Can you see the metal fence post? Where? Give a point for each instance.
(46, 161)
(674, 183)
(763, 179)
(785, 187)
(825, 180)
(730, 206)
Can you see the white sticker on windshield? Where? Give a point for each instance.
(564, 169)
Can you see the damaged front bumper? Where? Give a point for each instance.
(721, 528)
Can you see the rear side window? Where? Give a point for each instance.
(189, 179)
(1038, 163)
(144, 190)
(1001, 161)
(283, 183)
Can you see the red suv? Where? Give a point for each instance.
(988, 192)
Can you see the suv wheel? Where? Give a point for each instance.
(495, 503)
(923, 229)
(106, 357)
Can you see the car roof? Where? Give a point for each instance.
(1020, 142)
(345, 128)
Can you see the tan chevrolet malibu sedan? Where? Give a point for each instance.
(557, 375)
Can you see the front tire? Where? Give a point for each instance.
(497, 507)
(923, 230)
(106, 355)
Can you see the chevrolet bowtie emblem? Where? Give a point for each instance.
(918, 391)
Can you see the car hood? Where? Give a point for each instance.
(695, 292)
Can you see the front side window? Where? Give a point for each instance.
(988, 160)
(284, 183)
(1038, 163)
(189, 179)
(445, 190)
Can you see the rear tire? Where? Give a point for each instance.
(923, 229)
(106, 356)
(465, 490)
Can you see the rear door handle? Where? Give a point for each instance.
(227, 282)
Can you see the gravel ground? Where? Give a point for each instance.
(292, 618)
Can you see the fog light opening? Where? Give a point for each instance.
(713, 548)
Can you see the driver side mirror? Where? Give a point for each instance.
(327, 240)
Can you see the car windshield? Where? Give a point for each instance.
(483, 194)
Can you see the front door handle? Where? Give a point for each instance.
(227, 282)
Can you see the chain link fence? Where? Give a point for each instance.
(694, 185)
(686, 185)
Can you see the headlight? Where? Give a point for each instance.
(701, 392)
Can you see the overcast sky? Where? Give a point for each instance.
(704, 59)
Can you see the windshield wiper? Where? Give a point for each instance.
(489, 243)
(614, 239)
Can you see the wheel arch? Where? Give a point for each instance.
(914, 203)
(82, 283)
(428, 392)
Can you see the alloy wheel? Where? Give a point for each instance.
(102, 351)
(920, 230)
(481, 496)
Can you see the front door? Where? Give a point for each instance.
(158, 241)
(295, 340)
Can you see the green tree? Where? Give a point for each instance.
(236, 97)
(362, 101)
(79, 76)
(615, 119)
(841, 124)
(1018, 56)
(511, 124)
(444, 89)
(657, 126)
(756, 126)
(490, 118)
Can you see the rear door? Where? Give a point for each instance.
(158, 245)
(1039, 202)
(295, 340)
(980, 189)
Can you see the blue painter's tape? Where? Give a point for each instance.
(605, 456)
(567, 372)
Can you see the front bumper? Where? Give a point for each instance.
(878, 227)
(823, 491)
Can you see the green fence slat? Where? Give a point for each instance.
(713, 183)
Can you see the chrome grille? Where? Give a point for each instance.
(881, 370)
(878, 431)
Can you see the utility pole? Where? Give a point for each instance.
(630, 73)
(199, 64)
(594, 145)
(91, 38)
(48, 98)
- - -
What the exercise asks –
Scale the records from the line containing "Can you see the car windshield?" through the end of the records, reproducing every line with the requests unchanged. Multiply each coordinate in the answer points by 1.6 and round to whole numbers, with halves rounded up.

Written reply –
Can you see the car windshield? Where? Give a point for each instance.
(773, 310)
Can you see the front door handle? Where? Give a point for each instance.
(363, 451)
Can you see the chain link fence? Where? Give a point for each instance.
(1110, 296)
(1098, 296)
Can you see the headlight? Where? Give a point for each instance.
(1122, 627)
Can you see the overcast sky? Where? Give a point for each instance.
(1126, 94)
Can you see the windshield wiper? Where? Give a point for each instance.
(782, 389)
(982, 382)
Can you see the wheel arch? Where? Give a point for each instance.
(1462, 325)
(131, 453)
(685, 627)
Can you see the alloy wheel? Where? Give a point for each instance.
(163, 562)
(1472, 368)
(770, 794)
Can you see the front door? Where? Give a point for each instance.
(253, 386)
(472, 544)
Can you see the green tree? Where? Give a point for each instance.
(378, 155)
(579, 162)
(126, 122)
(984, 190)
(1346, 198)
(1629, 90)
(818, 198)
(710, 142)
(1051, 202)
(1210, 202)
(784, 189)
Can you see the rear door? Where? Give a point for each instance.
(253, 392)
(1662, 323)
(472, 544)
(1568, 302)
Can you see the blue painter's tape? Where? Give a point for each instance.
(968, 730)
(907, 595)
Can you see the front bumper? Where? Give a point for each instance.
(1405, 363)
(1317, 786)
Can you see the green fence slat? Where? Give a point for each instance.
(1141, 293)
Can you see the chrome grille? Where? Give a point for each instance.
(1410, 592)
(1405, 690)
Can you see the utility pole? Where? Give a point for each instance.
(1008, 117)
(318, 102)
(950, 232)
(146, 61)
(77, 157)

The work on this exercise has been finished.